++++ Data records ++++

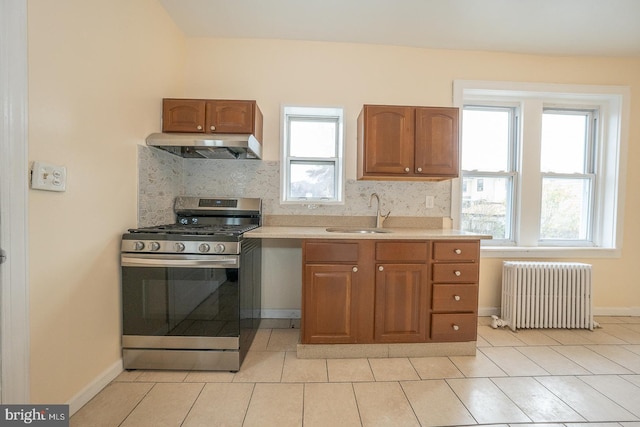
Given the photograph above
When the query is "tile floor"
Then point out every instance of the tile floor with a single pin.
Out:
(531, 377)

++++

• **Task statement**
Return the entries above exactly, skipping any images.

• **Task answer**
Given the photograph above
When the query is "tile floor"
Then point out every instance of the tile floor with a single pin.
Out:
(531, 377)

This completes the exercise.